* **Provided text**

Exercise Price and Payment . The price per
Share under any option granted hereunder shall be such amount as
the Board of Directors or the Committee, as the case may be, shall
determine, provided, however, that such price shall not be less
than 100% of the fair market value of the Shares subject to such
option, as determined below, at the date the option is granted
(110% in the case of an Incentive Option granted to any person who,
at the time the option is granted, owns stock of the Company or any
subsidiary or parent of the Company possessing more than 10% of the
total combined voting power of all classes of stock of the Company
or of any subsidiary or parent of the Company (a “ 10%
Shareholder ”)).
If the Shares are listed on the NASDAQ Global
Select Market on the date any option is granted, the fair market
value per Share shall be deemed to be the closing price of the
Shares on such exchange on the date upon which the option is
granted, or, if not listed on such exchange, on any other national
securities exchange on which the Shares are listed. If
the Shares are not traded on any given date, or the national
securities exchange on which the Shares are traded is not open for
business on such date, the fair market value per Share shall be the
closing price of the Shares determined as of the closest preceding
date on which such exchange shall have been open for business and
the Shares were traded. If the Shares are listed on more
than one national securities exchange in the United States on the
date any such option is granted, the Board of Directors or the
Committee, as the case may be, shall determine which national
securities exchange shall be used for the purpose of determining
the fair market value per Share. If the Shares are not
listed on a national securities exchange, the fair market value per
Share shall be as determined in good faith by the Board of
Directors or the Committee, as the case may be. The
Board of Directors is authorized to adopt another fair market value
per Share pricing method, provided such method is stated in the
applicable award agreement, and is in compliance with the fair
market value pricing rules set forth in Section 409A of the Code
and the regulations promulgated thereunder.
For purposes of this Plan, the determination by
the Board of Directors or the Committee, as the case may be, of the
fair market value of a Share shall be conclusive.
3.
Term of Options and Limitations on the Right of
Exercise . The term of each option will be for
such period as the Board of Directors or the Committee, as the case
may be, shall determine, provided that, except as otherwise
provided herein, in no event may any option granted hereunder be
exercisable more than 10 years from the date of grant of such
option (five years in the case of an Incentive Option granted to a
10% Shareholder). Each option shall become exercisable
in such installments and at such times as may be designated by the
Board of Directors or the Committee, as the case may be, and set
forth in the agreement related to the grant of
options. To the extent not exercised, installments shall
accumulate and be exercisable, in whole or in part, at any time
after becoming exercisable, but not later than the date the option
expires. Stock options may provide for acceleration of
exercisability in the event of the death, disability or retirement
of the optionee.

* **Data**
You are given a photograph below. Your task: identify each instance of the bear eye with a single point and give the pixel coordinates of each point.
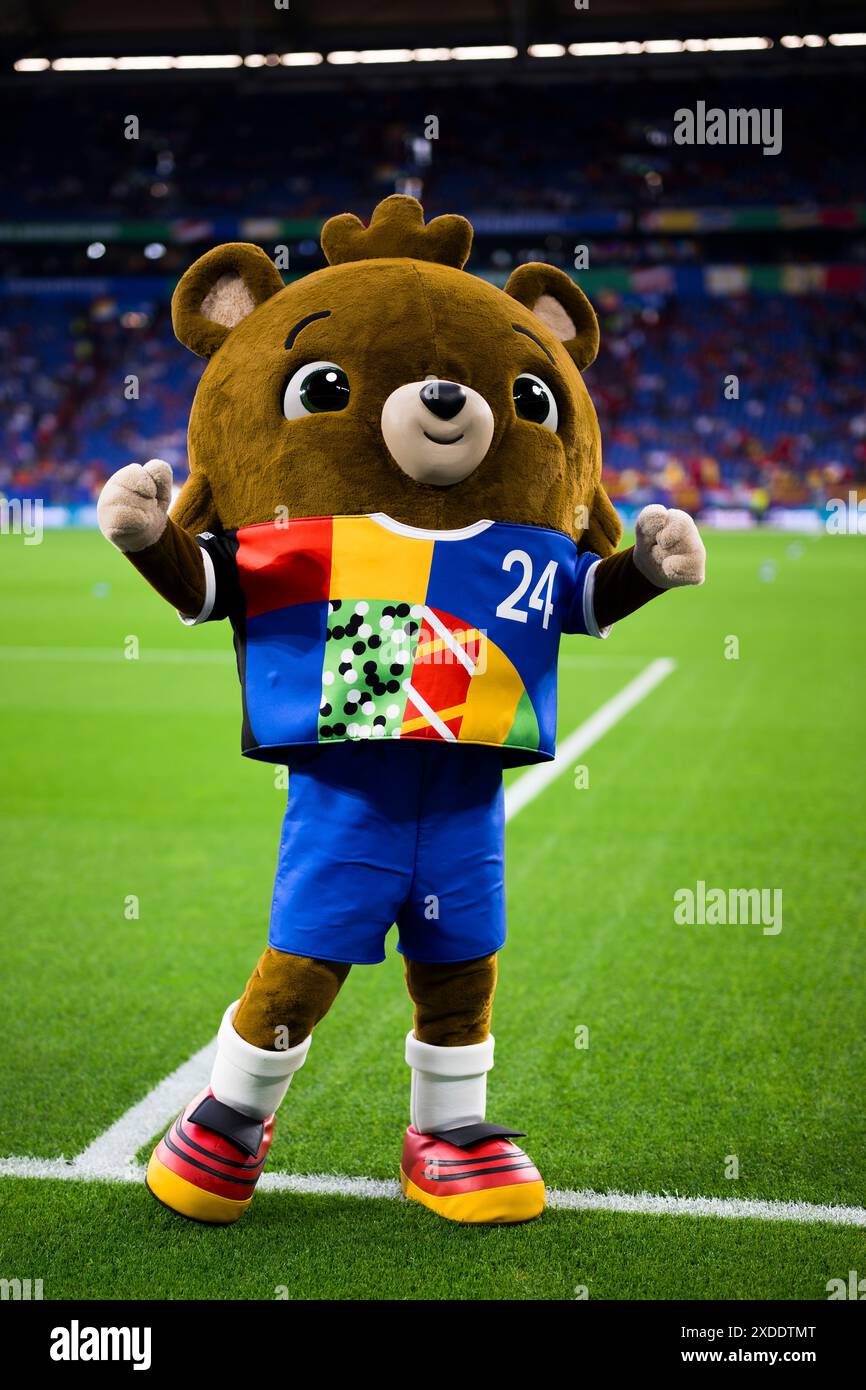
(320, 385)
(534, 401)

* **Exercises**
a) In the option plan excerpt, what is the longest term allowed for an Incentive Option granted to a 10% Shareholder?
b) Rewrite the part of the option plan excerpt that opens with the words "For purposes of" and closes with "shall be conclusive.", changing "conclusive" to "final".

* **Answers for the exercise**
a) Five years.

b)
For purposes of this Plan, the determination by
the Board of Directors or the Committee, as the case may be, of the
fair market value of a Share shall be final.